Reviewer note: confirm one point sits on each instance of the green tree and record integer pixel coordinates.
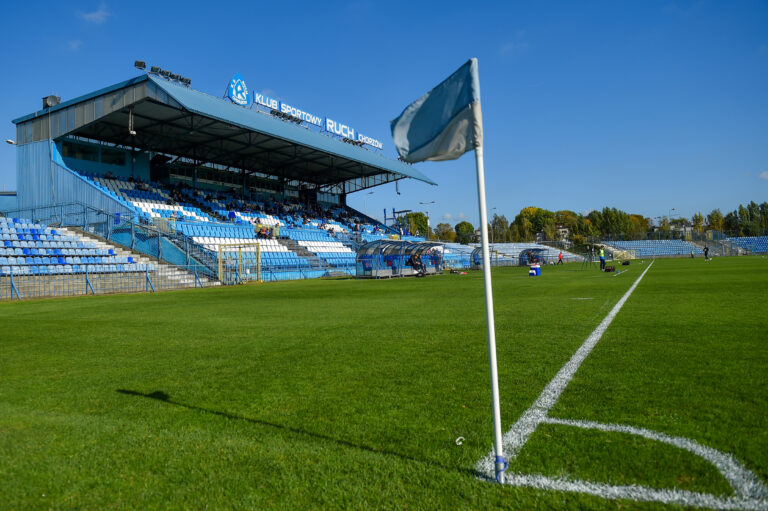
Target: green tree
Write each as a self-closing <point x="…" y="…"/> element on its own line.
<point x="465" y="232"/>
<point x="731" y="223"/>
<point x="698" y="222"/>
<point x="715" y="220"/>
<point x="415" y="222"/>
<point x="445" y="232"/>
<point x="499" y="229"/>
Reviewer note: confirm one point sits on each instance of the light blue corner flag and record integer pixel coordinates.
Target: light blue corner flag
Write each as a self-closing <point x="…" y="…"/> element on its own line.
<point x="444" y="123"/>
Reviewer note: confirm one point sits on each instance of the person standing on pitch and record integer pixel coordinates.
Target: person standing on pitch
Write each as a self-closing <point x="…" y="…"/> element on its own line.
<point x="602" y="258"/>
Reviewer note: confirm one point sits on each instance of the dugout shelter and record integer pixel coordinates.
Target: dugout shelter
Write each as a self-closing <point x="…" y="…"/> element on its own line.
<point x="395" y="258"/>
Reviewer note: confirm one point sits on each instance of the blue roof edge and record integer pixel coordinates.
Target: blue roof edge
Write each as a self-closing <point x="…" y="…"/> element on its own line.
<point x="85" y="97"/>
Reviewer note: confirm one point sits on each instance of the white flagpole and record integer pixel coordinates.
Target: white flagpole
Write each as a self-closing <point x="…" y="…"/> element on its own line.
<point x="501" y="463"/>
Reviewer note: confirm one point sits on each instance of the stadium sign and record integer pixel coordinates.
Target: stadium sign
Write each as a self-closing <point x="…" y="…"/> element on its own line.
<point x="237" y="91"/>
<point x="273" y="104"/>
<point x="326" y="124"/>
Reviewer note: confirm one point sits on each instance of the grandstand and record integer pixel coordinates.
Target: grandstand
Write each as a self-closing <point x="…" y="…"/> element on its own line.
<point x="657" y="248"/>
<point x="201" y="173"/>
<point x="37" y="260"/>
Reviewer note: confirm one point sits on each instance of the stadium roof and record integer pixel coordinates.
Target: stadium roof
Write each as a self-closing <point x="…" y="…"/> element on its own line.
<point x="173" y="119"/>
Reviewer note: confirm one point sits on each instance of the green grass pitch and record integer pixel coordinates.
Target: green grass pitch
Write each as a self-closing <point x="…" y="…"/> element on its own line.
<point x="344" y="394"/>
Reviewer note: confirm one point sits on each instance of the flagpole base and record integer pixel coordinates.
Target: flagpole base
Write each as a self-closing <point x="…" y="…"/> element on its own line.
<point x="501" y="466"/>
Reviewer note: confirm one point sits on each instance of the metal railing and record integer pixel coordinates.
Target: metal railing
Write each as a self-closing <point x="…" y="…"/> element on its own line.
<point x="23" y="283"/>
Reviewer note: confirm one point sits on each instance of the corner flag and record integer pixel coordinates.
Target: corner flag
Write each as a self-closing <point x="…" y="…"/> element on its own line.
<point x="443" y="124"/>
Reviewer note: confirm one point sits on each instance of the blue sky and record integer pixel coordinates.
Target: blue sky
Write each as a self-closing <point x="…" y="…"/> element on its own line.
<point x="644" y="106"/>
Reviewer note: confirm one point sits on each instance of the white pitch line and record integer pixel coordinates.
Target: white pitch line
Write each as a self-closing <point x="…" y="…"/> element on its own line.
<point x="743" y="481"/>
<point x="750" y="492"/>
<point x="636" y="493"/>
<point x="514" y="439"/>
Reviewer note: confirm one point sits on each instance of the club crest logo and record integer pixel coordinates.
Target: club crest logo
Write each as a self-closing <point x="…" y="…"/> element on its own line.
<point x="237" y="91"/>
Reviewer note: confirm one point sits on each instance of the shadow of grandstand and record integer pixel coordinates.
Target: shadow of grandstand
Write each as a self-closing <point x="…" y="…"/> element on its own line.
<point x="159" y="395"/>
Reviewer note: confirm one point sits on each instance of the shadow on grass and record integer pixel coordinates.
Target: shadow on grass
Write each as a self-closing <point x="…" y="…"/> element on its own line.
<point x="159" y="395"/>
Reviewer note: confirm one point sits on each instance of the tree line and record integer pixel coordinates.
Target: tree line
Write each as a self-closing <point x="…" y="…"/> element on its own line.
<point x="746" y="220"/>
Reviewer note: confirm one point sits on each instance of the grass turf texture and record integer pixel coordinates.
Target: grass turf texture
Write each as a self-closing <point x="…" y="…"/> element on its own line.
<point x="350" y="394"/>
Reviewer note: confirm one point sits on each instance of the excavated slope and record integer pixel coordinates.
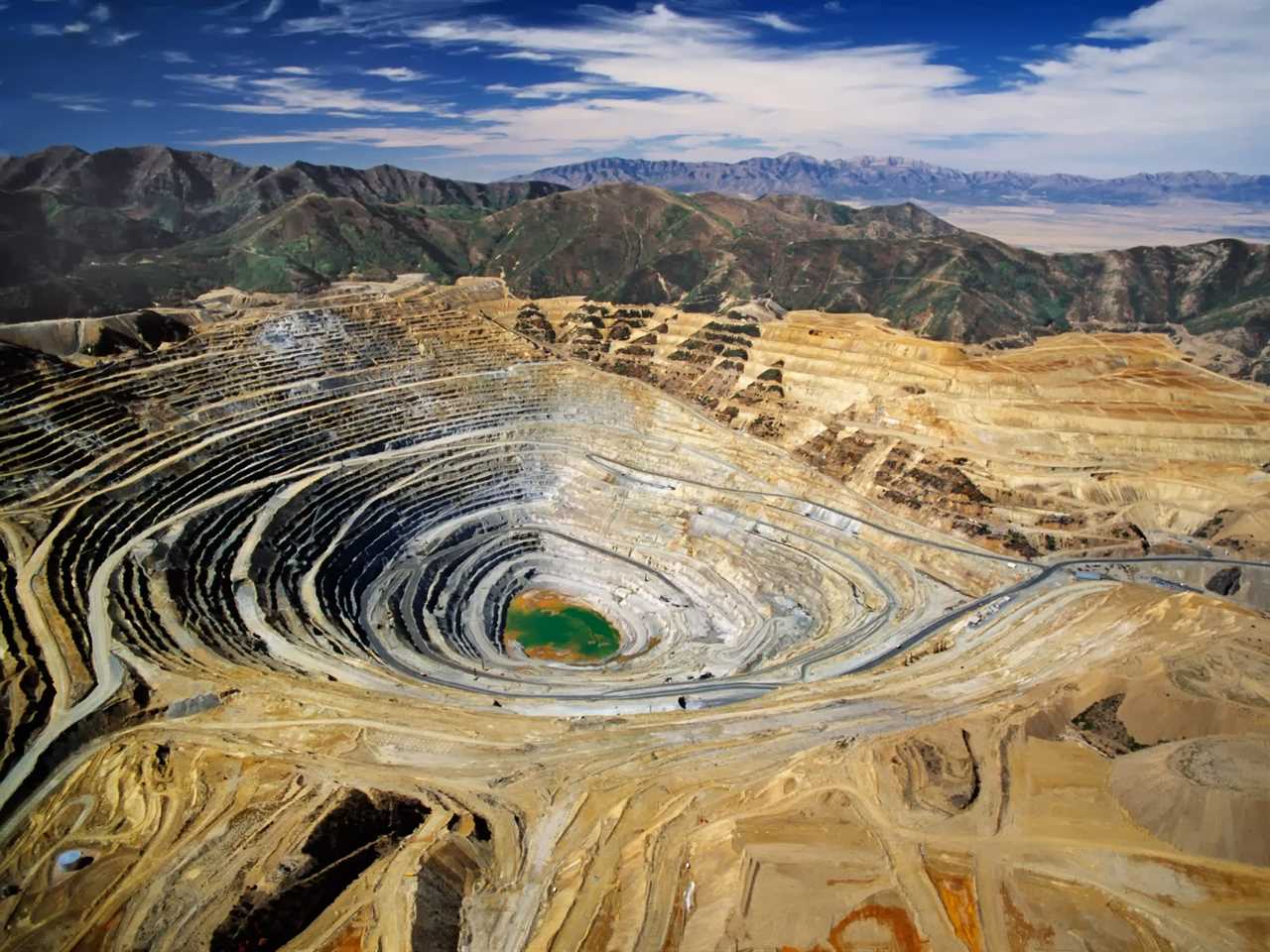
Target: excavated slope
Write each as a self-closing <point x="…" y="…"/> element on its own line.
<point x="908" y="634"/>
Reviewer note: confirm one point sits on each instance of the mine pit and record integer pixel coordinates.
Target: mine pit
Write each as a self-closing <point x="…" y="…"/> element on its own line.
<point x="407" y="617"/>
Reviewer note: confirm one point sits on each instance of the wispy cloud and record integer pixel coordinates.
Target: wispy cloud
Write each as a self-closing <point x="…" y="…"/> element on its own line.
<point x="116" y="37"/>
<point x="72" y="102"/>
<point x="397" y="73"/>
<point x="774" y="21"/>
<point x="271" y="9"/>
<point x="1159" y="91"/>
<point x="531" y="55"/>
<point x="299" y="94"/>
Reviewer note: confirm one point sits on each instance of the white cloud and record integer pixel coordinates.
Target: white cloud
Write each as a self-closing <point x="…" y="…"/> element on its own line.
<point x="398" y="73"/>
<point x="299" y="94"/>
<point x="532" y="56"/>
<point x="1183" y="86"/>
<point x="116" y="37"/>
<point x="72" y="102"/>
<point x="547" y="90"/>
<point x="774" y="21"/>
<point x="373" y="136"/>
<point x="271" y="9"/>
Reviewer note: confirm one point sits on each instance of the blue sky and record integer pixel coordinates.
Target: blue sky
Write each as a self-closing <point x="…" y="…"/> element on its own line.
<point x="486" y="89"/>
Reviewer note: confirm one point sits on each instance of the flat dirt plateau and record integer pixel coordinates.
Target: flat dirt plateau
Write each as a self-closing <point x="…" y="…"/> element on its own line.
<point x="921" y="648"/>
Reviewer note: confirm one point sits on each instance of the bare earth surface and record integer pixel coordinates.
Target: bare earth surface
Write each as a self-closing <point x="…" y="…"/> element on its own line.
<point x="1097" y="227"/>
<point x="922" y="648"/>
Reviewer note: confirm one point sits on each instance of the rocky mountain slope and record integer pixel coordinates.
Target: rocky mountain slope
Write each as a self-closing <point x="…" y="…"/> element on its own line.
<point x="892" y="178"/>
<point x="121" y="230"/>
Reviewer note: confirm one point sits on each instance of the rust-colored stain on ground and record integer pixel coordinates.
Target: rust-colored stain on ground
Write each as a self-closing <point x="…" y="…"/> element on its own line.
<point x="905" y="936"/>
<point x="957" y="895"/>
<point x="1023" y="933"/>
<point x="348" y="941"/>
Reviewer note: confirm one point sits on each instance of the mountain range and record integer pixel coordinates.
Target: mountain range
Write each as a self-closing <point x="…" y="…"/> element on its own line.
<point x="892" y="178"/>
<point x="90" y="234"/>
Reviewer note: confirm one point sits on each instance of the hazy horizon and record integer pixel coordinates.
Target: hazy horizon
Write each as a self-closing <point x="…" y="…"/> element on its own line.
<point x="484" y="90"/>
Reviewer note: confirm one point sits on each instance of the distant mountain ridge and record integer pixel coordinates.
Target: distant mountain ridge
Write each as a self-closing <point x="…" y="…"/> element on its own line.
<point x="89" y="235"/>
<point x="893" y="178"/>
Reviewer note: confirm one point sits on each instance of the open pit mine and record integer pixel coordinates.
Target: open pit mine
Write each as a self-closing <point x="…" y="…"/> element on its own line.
<point x="417" y="617"/>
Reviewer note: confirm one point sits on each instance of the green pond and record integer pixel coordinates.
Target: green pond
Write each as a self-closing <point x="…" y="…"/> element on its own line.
<point x="550" y="626"/>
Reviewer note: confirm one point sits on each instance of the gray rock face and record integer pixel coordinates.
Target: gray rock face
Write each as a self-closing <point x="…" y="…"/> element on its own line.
<point x="1225" y="581"/>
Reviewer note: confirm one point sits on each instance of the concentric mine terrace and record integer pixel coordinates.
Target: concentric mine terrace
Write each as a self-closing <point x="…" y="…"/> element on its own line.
<point x="896" y="644"/>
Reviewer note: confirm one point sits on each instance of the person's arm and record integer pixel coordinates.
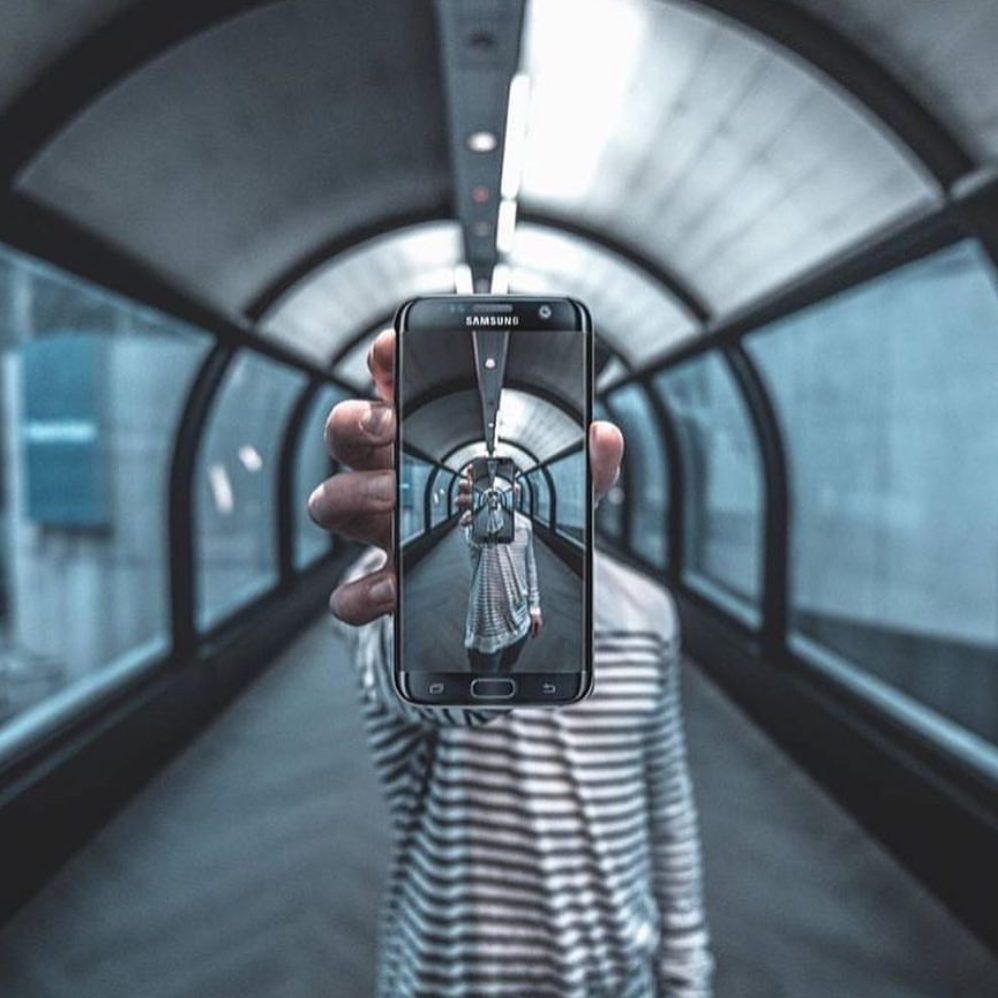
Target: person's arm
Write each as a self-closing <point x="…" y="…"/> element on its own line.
<point x="684" y="965"/>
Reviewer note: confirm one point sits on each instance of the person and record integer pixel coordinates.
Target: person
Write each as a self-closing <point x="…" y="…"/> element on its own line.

* * *

What you will do: Display every line of the listing that contains the string "base".

Result for this task:
Reviewer note: confirm one point sits on each instance of the flagpole base and record integer pixel coordinates.
Target: flagpole base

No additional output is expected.